Given task
Answer these questions about the post on heartbreak below:
1. What date appears at the top of the post?
2. Which organization does the writer say she still plans to write a scathing article about?
3. According to the writer, the break-up was the stuff that what kind of movies are made of?

Passage to read
[start]

Saturday, April 19, 2003

Where do broken hearts go?
by Tia

I was going to write a scathing article about the Gospel Music Association. (And I still plan on doing that.) But for some reason this topic has been on my mind. So I figured why not.

Have you ever had your heart broken? I mean really broken. If you can say no then count it all joy. You know the old saying, “It’s better to have loved and lost then to never have loved at all?”…..IT’S CRAP. Who ever came up with that mess has never been so broken that they pulled a Crying Game moment.. If heartache is so easy to deal with then why do so many people write songs about it? Why do seemingly normal peoples’ worlds implode on them when it happens?

I went through a really tragic break-up not too long ago. It was the stuff that Lifetime movies are made of. The kind of heartache that crushes your very spirit and rocks you to the fibers of you existence. It’s still hard to think about sometimes. I began to question who I was as a person. Ladies, you know what I’m talking about. “What did I do wrong?” “How could I have been a better girlfriend?” It took a long, long, long time for me to realize that even though it wasn’t completely my fault, I was somewhat to blame for part of the devastation.

[end]

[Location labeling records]
[start]

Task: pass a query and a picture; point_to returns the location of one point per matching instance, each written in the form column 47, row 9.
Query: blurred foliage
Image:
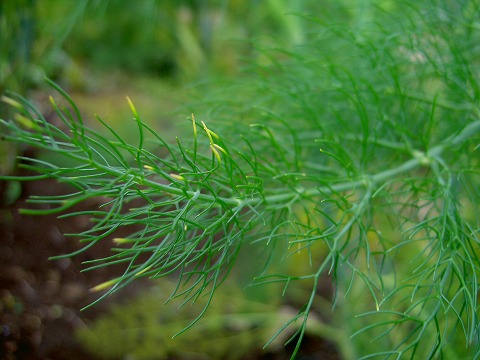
column 235, row 325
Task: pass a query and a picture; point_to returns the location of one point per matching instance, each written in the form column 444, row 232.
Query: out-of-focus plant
column 356, row 157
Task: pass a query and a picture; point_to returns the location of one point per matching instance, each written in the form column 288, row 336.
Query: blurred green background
column 157, row 52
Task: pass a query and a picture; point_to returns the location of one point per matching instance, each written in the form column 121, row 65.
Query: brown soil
column 40, row 299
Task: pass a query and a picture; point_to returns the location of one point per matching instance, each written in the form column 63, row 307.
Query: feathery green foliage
column 356, row 154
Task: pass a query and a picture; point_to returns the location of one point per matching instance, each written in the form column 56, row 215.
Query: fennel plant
column 356, row 154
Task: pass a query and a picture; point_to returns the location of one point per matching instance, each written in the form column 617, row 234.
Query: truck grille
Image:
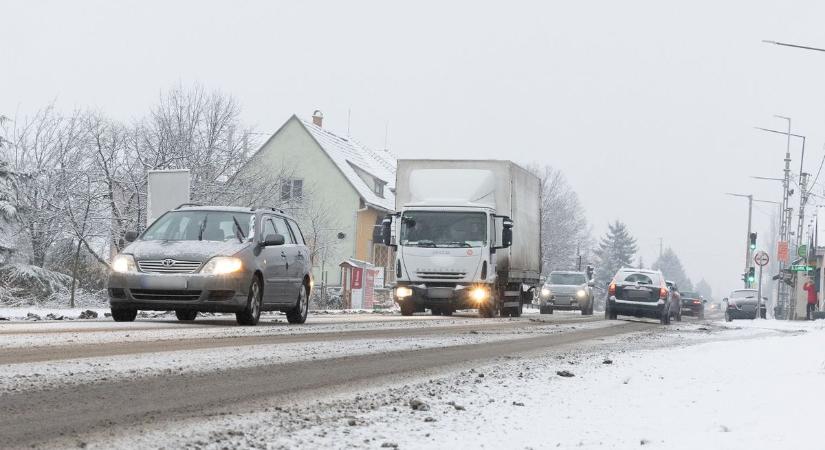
column 168, row 266
column 165, row 294
column 434, row 275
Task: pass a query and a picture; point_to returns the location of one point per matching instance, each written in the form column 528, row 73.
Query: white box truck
column 467, row 234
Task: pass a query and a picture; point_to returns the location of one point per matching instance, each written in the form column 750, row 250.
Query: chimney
column 318, row 118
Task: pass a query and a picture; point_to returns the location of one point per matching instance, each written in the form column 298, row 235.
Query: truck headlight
column 222, row 265
column 124, row 263
column 479, row 294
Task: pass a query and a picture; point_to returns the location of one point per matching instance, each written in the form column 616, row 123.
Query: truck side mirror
column 386, row 231
column 507, row 233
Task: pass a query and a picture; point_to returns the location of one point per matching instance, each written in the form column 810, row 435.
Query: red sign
column 782, row 251
column 357, row 277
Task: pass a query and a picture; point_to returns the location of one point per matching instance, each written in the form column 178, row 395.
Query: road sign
column 761, row 258
column 782, row 251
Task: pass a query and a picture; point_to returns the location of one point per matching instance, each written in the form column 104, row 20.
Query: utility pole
column 748, row 234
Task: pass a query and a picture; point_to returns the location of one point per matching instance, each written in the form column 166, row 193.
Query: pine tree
column 671, row 267
column 617, row 249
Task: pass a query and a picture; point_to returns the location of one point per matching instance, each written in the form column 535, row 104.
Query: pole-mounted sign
column 761, row 258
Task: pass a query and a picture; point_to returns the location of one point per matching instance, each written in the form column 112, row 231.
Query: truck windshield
column 567, row 278
column 199, row 226
column 443, row 229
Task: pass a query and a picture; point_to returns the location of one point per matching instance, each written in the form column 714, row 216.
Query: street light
column 803, row 47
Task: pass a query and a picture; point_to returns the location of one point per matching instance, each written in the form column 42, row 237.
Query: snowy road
column 356, row 381
column 84, row 376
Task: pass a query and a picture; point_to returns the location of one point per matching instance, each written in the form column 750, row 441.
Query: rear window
column 639, row 277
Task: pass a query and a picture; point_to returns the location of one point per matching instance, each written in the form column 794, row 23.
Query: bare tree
column 564, row 231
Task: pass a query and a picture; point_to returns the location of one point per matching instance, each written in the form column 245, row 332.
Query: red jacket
column 811, row 288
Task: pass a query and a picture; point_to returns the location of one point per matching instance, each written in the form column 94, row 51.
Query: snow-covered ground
column 745, row 385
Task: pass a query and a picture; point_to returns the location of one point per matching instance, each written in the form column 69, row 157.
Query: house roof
column 351, row 156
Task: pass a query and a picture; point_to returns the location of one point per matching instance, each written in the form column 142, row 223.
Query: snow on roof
column 351, row 157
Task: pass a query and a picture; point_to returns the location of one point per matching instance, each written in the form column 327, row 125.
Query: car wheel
column 124, row 314
column 407, row 308
column 252, row 313
column 299, row 314
column 186, row 314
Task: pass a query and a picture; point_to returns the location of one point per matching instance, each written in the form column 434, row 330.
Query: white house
column 339, row 189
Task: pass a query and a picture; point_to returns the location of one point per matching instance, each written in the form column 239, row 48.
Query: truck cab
column 454, row 236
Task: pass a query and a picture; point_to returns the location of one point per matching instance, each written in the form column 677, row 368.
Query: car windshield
column 641, row 278
column 443, row 229
column 744, row 293
column 567, row 278
column 200, row 226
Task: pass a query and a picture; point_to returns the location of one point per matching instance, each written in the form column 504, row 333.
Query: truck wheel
column 407, row 308
column 124, row 314
column 487, row 311
column 185, row 315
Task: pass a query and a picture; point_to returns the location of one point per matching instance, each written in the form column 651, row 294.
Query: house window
column 292, row 189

[end]

Full output
1. Saturday, April 19, 2003
2. The Gospel Music Association
3. Lifetime movies